[TEXT SEGMENT]:
--- Begin ---
# Howdy



## Drumstix (Jul 7, 2005)

Hi everone. I'm new here and wanted to introduce myself. 
I have 2, 11 month old Bengal kittens, Dash and Viggo. They are brothers. We've had them since they were 7 months old and other than being the most mischevious cats I've ever owned, they are a joy!!!
I'm hoping to learn alot here and hope to make some friends along the way!!!


----------



## dmcwlvssr (Apr 24, 2005)

welcome to the board! I am donna proudly owned by the incredible trio


----------



## kitkat (Sep 22, 2003)

Welcome to the forum. Is Viggo your cat named after the actor :?:


----------



## Drumstix (Jul 7, 2005)

Yes Viggo is named after Viggo Mortisson (Hope I spelled that right) and Dash is named after Dash in the Incerdibles. 
Viggo is the tough guy...doesnt like to be touched and Dash is the fun one...loving and just all around a great cat!!!
--- End ---
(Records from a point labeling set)
--- Begin ---
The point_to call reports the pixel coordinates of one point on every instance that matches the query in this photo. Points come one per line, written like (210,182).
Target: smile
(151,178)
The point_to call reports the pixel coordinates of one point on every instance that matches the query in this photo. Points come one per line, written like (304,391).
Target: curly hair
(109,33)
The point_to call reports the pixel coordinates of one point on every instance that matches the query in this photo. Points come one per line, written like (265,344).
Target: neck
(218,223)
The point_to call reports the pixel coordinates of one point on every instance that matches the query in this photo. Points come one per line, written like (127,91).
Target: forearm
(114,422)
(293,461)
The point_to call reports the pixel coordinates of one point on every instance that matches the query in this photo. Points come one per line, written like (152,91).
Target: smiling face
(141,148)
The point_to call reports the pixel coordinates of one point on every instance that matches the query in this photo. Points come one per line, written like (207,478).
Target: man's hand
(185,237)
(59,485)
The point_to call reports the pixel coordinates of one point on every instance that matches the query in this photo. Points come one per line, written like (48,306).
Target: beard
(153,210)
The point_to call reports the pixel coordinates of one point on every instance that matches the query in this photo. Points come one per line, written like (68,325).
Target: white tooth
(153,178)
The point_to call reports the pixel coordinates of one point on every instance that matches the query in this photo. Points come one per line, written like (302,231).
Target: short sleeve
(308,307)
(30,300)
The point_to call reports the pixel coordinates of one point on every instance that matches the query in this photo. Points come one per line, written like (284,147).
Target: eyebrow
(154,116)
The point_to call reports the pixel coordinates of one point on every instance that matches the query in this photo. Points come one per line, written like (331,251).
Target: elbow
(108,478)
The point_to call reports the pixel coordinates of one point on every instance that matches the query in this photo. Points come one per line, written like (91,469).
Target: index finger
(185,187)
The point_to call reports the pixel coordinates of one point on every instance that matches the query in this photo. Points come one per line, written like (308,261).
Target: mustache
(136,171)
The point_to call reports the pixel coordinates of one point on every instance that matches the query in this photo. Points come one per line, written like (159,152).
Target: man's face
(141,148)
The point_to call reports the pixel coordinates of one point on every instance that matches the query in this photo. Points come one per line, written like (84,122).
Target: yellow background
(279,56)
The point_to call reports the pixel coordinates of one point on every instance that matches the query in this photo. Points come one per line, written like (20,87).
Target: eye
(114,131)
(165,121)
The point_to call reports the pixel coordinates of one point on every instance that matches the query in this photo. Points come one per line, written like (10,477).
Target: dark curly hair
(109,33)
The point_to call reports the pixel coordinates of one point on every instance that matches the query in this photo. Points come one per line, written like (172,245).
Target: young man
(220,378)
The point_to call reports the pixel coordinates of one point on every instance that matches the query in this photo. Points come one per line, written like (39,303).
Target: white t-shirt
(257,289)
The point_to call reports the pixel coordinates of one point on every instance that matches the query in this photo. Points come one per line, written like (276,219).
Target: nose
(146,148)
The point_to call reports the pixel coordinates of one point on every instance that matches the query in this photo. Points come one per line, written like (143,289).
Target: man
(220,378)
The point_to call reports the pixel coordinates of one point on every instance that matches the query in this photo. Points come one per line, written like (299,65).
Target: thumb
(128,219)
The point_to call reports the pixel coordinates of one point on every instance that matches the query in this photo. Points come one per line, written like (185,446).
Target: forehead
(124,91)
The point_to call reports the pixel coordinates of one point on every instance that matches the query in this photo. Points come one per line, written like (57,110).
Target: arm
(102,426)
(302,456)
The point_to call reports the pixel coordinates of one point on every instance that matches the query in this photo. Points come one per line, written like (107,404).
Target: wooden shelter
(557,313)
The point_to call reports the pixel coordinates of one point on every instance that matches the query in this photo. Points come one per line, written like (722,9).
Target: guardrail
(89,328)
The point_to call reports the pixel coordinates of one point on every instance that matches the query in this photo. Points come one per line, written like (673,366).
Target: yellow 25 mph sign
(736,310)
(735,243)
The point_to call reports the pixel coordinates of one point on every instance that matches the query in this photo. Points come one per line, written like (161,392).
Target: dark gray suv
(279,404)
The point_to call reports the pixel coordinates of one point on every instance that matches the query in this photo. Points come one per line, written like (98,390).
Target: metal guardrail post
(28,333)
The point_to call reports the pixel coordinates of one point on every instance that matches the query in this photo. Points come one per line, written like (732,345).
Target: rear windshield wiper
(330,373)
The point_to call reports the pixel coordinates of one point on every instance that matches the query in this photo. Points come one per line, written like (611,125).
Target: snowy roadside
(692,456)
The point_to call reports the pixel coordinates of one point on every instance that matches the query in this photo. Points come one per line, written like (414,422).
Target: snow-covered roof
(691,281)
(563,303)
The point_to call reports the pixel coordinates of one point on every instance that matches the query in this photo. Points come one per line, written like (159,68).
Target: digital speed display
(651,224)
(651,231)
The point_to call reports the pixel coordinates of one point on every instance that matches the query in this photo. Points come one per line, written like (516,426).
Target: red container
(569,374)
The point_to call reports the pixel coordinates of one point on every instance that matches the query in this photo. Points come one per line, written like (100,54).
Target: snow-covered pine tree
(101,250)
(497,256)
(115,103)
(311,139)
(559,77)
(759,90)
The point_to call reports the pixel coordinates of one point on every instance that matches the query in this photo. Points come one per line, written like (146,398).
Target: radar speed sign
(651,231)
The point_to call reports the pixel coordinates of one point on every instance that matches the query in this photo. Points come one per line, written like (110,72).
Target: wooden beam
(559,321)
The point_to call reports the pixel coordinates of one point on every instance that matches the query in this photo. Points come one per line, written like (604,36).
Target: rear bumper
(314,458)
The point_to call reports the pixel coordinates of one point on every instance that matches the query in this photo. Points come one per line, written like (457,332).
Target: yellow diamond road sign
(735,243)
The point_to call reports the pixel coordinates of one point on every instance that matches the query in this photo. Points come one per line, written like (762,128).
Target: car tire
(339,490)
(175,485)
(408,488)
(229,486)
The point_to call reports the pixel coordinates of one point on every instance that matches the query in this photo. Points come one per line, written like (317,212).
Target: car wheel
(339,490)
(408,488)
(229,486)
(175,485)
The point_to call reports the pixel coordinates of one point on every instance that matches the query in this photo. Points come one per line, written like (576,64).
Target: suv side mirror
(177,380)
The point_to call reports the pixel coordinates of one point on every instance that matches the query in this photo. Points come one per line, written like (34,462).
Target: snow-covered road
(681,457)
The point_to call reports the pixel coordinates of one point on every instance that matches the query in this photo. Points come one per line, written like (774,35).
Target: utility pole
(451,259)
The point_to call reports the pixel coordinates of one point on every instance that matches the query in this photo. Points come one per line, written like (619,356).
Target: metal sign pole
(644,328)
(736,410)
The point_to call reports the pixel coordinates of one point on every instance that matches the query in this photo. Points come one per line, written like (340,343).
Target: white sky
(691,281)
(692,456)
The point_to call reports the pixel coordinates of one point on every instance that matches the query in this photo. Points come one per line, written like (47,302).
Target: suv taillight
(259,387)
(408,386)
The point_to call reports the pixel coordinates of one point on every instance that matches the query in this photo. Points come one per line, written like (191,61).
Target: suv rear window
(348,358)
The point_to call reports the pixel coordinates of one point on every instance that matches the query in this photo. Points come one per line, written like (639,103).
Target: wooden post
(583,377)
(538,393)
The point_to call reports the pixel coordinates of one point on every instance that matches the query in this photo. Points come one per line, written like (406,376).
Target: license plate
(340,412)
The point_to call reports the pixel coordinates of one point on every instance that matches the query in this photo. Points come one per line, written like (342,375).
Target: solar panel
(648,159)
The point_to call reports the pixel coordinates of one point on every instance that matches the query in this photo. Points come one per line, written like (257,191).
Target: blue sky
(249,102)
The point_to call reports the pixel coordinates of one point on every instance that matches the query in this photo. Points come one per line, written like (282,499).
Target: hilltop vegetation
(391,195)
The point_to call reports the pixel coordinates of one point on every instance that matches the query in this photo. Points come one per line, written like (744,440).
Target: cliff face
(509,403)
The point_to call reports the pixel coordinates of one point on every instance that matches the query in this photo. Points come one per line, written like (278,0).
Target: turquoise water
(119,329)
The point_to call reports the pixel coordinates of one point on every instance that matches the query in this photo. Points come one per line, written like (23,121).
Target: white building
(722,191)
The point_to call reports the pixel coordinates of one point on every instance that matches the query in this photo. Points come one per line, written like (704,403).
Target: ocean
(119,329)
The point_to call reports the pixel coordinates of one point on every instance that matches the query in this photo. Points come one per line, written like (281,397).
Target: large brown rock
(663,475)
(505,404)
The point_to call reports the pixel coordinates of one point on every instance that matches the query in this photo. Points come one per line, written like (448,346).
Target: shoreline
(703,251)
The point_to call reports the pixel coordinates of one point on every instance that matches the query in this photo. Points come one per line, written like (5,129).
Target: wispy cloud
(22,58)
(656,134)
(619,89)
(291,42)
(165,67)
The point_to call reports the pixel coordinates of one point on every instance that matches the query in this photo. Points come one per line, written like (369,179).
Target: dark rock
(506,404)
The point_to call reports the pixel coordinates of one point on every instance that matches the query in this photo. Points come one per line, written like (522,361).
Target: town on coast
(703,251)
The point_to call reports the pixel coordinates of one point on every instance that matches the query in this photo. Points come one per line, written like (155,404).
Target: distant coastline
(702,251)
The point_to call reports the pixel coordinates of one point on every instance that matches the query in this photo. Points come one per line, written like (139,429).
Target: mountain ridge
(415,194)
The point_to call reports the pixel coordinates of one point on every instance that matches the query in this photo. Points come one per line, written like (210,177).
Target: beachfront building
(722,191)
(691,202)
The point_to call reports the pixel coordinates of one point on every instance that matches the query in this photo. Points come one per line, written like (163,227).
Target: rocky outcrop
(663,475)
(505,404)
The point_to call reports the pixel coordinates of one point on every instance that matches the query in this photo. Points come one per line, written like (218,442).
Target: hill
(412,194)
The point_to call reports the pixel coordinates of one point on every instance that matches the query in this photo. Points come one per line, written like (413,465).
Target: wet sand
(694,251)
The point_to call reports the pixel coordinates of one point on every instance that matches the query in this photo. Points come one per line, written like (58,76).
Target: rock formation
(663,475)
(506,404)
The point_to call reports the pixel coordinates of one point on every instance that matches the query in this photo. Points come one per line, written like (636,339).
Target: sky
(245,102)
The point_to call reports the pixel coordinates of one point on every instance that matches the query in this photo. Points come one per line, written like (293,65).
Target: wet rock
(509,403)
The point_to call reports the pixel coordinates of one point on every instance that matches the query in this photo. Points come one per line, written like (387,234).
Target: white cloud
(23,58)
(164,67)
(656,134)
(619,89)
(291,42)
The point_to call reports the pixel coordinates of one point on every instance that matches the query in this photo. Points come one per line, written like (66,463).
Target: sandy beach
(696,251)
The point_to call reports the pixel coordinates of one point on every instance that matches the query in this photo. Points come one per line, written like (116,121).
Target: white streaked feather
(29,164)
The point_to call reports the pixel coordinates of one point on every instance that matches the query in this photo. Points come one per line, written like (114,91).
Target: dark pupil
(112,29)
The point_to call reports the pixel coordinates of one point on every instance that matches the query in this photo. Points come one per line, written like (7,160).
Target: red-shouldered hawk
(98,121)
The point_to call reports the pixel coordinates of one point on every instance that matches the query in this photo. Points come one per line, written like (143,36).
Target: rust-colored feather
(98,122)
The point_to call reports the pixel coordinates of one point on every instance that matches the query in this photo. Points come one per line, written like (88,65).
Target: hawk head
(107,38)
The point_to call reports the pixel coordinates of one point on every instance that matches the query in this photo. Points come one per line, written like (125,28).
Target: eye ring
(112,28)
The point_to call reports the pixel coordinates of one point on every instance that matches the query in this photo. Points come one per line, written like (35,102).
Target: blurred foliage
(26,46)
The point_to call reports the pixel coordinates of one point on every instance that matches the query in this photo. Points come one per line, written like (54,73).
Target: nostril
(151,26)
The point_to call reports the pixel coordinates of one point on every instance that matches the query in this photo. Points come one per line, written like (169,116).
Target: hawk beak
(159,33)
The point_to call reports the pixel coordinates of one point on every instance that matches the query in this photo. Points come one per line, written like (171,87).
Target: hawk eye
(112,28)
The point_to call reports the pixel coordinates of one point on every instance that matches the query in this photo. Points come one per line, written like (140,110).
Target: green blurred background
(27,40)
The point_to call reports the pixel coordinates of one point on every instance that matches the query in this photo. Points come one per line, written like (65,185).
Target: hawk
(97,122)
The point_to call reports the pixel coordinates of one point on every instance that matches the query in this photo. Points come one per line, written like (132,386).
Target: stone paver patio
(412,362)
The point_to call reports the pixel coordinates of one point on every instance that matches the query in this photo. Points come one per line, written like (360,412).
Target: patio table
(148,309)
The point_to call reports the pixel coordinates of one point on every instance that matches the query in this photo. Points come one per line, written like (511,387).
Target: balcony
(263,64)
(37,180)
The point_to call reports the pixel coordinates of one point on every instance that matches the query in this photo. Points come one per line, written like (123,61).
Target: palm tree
--- End ---
Continue the forum thread introducing the Bengal kittens Dash and Viggo, starting after its final post.

It's amazing how brothers can be so different in temperment.


----------



## SammyO (Nov 27, 2004)

Welcome! Can't wait to see pics! Everyone here loves Bengal kitties!


----------



## Scribbles (Mar 17, 2005)

Howdy also hope to see you around and some pics of your bengals Sx


----------



## Mitts & Tess (Sep 4, 2004)




----------



## Padunk (Oct 20, 2003)

Welcome aboard... now, where are our pictures? :wink:


----------



## Zalensia (Aug 25, 2003)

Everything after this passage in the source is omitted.